Selected excerpt:
--
Logistic regression refers to a classifier that classifies an observation into one of two classes, and multinomial logistic regression is used when classifying into more than two classes, but the two terms are used interchangebly. We will look at an example where we want to classify handwritten digits into one of 10 classes: 0-9

The logistic regression model works in a similar fashion to a linear regression model except that the final sum of the product between the weights and dependent variable is passed through a function that transforms the input to lie between 0 and 1. This function is called the logistic function, giving the model its name.

We can create a logistic regressor in the same way as we created a linear regression computational graph.

We will use the MNIST database of <a href=http://yann.lecun.com/exdb/mnist/>handwritten digits</a> for this example.

TensorFlow provides easy access to some sample data sets. We can access the mnist dataset a TensorFlow dataset that contains 60,000 training images and their corresponding labels as well as 10,000 testing images and their corresponding labels.
--
Exercise:
Answer these questions using the logistic regression excerpt above, numbering each answer to match:
1. What is the name of the function that transforms the input to lie between 0 and 1?
2. Into how many classes does the example classify handwritten digits?
3. How many training images does the mnist dataset contain?

Stored entries:
--
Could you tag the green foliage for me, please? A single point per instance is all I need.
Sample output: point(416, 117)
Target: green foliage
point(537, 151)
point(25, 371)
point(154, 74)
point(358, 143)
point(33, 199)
--
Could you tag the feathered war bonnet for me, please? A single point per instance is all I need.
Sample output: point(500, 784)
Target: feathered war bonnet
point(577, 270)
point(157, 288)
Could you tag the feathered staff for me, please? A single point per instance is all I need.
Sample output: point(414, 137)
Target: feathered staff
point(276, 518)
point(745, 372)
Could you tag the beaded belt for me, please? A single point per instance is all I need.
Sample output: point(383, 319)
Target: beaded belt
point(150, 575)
--
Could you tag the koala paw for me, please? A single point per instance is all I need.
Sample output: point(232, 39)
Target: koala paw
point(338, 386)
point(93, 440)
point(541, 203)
--
Exercise output:
1. The logistic function
2. 10 classes (0-9)
3. 60,000